> _Task to carry out_: State how many lines in the records below contain the string "then". Reply with the number only.
Start of Block
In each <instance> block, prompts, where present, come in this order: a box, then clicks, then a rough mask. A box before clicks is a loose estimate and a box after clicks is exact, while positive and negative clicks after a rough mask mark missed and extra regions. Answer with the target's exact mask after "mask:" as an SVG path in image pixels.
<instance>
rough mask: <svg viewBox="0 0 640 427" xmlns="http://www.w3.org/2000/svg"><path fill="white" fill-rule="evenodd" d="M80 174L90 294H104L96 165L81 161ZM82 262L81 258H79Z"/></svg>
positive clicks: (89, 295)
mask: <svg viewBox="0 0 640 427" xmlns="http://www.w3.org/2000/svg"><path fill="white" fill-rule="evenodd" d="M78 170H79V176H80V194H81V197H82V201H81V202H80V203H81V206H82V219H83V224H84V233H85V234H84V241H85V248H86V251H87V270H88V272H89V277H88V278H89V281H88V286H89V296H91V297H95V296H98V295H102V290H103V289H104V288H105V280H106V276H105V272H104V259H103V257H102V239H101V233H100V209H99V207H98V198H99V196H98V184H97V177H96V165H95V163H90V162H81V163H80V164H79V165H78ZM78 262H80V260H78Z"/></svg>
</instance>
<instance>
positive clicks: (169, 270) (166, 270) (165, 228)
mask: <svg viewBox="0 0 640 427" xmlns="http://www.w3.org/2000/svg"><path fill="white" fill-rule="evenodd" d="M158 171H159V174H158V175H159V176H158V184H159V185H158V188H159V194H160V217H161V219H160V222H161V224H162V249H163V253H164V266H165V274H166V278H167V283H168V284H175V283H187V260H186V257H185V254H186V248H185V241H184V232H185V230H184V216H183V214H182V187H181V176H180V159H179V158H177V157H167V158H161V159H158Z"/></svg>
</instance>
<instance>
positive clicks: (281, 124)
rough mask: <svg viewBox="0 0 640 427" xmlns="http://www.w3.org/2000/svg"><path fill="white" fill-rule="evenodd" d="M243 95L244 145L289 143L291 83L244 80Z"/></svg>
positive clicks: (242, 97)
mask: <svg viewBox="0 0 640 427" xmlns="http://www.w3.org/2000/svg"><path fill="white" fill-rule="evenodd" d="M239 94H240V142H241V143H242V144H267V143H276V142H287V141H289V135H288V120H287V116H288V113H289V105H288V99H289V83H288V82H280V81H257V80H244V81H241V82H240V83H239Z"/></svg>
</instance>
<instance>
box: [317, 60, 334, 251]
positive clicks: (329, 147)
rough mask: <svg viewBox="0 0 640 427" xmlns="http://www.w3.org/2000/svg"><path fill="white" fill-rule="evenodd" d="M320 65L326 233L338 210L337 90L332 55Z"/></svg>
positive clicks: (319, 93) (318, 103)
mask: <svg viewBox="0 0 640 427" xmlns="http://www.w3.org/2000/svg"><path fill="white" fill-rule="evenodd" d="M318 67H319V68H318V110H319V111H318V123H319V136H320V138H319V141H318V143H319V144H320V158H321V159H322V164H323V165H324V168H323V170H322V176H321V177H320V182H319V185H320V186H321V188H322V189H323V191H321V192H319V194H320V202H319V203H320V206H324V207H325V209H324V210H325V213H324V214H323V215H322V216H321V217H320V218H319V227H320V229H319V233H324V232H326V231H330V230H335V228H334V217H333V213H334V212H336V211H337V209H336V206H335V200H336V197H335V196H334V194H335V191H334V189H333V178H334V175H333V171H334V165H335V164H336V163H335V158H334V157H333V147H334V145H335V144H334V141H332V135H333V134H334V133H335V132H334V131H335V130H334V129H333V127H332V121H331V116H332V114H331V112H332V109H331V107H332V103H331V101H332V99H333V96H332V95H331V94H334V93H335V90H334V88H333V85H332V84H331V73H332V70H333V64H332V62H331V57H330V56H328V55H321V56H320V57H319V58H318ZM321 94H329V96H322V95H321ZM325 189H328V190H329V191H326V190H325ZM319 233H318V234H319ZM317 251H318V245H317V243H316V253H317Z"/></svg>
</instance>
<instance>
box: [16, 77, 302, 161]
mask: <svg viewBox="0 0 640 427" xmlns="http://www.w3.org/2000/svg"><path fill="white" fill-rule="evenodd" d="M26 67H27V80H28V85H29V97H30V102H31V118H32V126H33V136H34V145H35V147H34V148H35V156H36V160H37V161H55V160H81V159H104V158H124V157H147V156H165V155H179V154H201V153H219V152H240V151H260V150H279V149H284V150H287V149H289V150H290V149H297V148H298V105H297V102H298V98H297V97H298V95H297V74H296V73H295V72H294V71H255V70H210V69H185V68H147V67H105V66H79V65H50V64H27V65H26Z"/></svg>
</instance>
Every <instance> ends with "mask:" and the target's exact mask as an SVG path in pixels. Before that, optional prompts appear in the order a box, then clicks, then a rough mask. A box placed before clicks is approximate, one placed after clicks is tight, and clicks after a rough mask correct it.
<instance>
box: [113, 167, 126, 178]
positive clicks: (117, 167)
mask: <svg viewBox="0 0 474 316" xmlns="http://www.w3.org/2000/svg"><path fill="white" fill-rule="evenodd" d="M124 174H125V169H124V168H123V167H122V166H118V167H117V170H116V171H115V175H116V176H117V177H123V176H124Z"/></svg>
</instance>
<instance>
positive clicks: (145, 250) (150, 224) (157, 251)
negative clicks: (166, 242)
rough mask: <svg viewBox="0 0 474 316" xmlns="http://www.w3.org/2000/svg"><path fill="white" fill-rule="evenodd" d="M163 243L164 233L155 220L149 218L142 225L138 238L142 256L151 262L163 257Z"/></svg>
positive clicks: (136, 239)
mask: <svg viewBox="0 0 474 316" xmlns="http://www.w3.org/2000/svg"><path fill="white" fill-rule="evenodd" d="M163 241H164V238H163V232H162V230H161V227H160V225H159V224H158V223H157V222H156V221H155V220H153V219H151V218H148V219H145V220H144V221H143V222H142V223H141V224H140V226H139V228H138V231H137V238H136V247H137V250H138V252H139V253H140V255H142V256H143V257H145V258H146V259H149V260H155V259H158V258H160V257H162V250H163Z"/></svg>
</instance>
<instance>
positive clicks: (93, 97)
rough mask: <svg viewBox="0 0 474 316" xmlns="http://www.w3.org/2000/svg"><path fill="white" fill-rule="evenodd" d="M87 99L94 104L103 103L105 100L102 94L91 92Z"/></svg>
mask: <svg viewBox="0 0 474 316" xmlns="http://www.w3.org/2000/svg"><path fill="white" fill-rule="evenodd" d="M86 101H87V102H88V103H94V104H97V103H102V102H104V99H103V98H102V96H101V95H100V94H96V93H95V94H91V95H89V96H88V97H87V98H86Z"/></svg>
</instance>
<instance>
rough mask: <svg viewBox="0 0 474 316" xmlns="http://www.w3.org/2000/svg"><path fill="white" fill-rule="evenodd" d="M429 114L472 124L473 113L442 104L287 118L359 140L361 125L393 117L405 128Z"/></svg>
End of Block
> _Exercise output_: 2